:: TRAVAIL À FAIRE ::
A. Répondez à ces questions sur le texte consacré au Cercle Rouge :
(i) Quel acteur devait d'abord incarner le commissaire François Mattei ?
(ii) Avec quel film Jacques Deray a-t-il réuni Delon et Belmondo à l'écran ?
(iii) Quel commerce les trois truands veulent-ils cambrioler, et où se trouve-t-il ?
B. Prolongez le texte sur Le Cercle Rouge à partir de sa dernière phrase.

:: TEXTE FOURNI ::
= = = =

Le Cercle Rouge est le cinquième polar de Jean-Pierre Melville après Bob le flambeur (1955), Le Doulos (1962), Le Deuxième Souffle (1966) et Le Samouraï (1967). On peut placer à part, Deux hommes dans Manhattan (1959), errance néo-réaliste dans un New-York nocturne et L’aîné des Ferchaux (1963), d’après Simenon, dont l’intrigue repose quasi-intégralement sur une étude de caractères. Le Cercle Rouge raconte l’association de trois truands, Corey (Alain Delon), Jansen (Yves Montand) et Vogel (Gian Maria Volonté) pour effectuer le casse d’une bijouterie de la Place Vendôme à Paris.
A partir du Samouraï (1967), Jean-Pierre Melville place en exergue de ses films des citations qui chargent le récit d’une profondeur philosophique. Pour Le Cercle rouge, le cinéaste convoque le père du bouddhisme, Siddhartha Gautama, chef spirituel ayant vécu au VI avant J.C. « Quand des hommes, même s'ils l'ignorent, doivent se retrouver un jour, tout peut arriver à chacun d'entre eux et ils peuvent suivre des chemins divergents. Au jour dit, inéluctablement, ils seront réunis dans le cercle rouge. » C’est donc la fatalité qui recouvre d’un voile quasi religieux ce polar.
Western urbain
Melville féru de cinéma américain envisage Le Cercle rouge comme un western urbain. « Un western qui se passe à notre époque et non pas après la Guerre de Sécession ; et où les automobiles ont pris la place les chevaux. », confie-t-il à Rui Nogueira dans son livre d’entretiens, Le cinéma selon Jean-Pierre Melville (Capricci). Pour lui, l’homme qui sort de prison est comparable « au cow-boy à cheval qui, à la fin du générique, pousse les portes d’un saloon. »
Le casting imaginé à l’origine par le cinéaste ne ressemblait pas à celui du film final. C’est Lino Ventura qui devait incarner le commissaire François Mattei, rôle qui sera finalement donné à André Bourvil. Les rapports distendus entre Melville et Ventura auront donc eu raison de cette troisième collaboration après Le Deuxième Souffle et L’armée des ombres. Yves Montand, lui, a remplacé Paul Meurisse. Quant à Jean-Paul Belmondo, il devait camper le ténébreux et nerveux Vogel à la place de Gian Maria Volonté. Melville voulait être le premier à réunir à l’écran le duo Delon-Belmondo. C’est finalement Jacques Deray qui réussira ce gros coup avec Borsalino quelques mois avant Le Cercle Rouge.

= = = =

:: DONNÉES BRUTES ::
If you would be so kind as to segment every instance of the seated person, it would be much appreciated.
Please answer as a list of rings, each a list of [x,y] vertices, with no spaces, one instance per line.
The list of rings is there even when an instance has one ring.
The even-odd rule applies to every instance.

= = = =

:: RÉPONSES AUX EXERCICES ::
A.
(i) Lino Ventura.
(ii) Borsalino.
(iii) Une bijouterie de la place Vendôme, à Paris.

B.
Jean-Pierre Melville avait envie de filmer un casse depuis le tournage des Enfants terribles (1950). Pour Le Cercle rouge, il va donc se faire plaisir, étirer le temps au maximum et filmer de façon ultra-réaliste le vol des bijoux du joaillier Mauboussin, place Vendôme à Paris. La séquence en question, quasi-muette, dure près de vingt-cinq minutes et comprend trente et un plans. Chaque geste est effectué avec une précision obsessionnelle. Ce morceau de bravoure totalement inédit dans le cinéma mondial aura une grande influence sur des cinéastes aussi variés que Michael Mann, Johnnie To ou John Woo.
Comme influence majeure pour la réalisation de son Cercle Rouge, Jean-Pierre Melville cite le travail de John Huston et principalement Quand la ville dort (The Asphalt Jungle, 1950), quintessence selon lui du film de « casse ». Quelques mois avant la sortie française du Cercle Rouge sort du les écrans La Lettre du Kremlin du même John Huston qui emballe Melville. Face à Rui Nogueira, il cite d’ailleurs plusieurs fois ce film d’espionnage.
Jean-Pierre Melville de son vrai nom Grumbach a choisi ce pseudonyme en hommage à l’écrivain américain de Moby Dick, Herman Melville. Lors de ses entretiens avec le cinéaste, Rui Nogueira lui fait remarquer que les séquences de délirium tremens dont est atteint le personnage d’Yves Montand, avec la présence d’un incroyable bestiaire, lui fait plutôt penser à Edgar Allan Poe. Le cinéaste le reprend aussitôt : « Vous savez bien qu’entre Poe et Melville, il y a tellement de points communs… Mais je finis par faire de la confusion mentale ; j’oublie que, quand je dis Melville, ce n’est pas moi, mais c’est le grand. » Jean-Pierre Melville avec son Stetson, ses Ray Ban et sa grosse voiture américaine, a fini par devenir un véritable personnage de fiction.
Un triomphe public et critique
Le tournage du Cercle Rouge n’a pas été une partie de plaisir pour Melville qui s’est plaint d’une équipe technique démotivée et s’est agacé de voir son chef opérateur, Henri Decaë s’octroyer des poses « cigare » entre les plans. Le cinéaste s’est mis à dos à peu près tout le monde, à commencer par Gian Maria Volonté, star italienne très engagée à gauche, dont la détestation pour ce réalisateur tyrannique était connue de tous. Volonté quitta même le plateau quelques jours, menaçant de ne plus revenir. Toutes ces difficultés ont obligé la production à rallonger la durée du tournage, passant de 50 à 66 jours.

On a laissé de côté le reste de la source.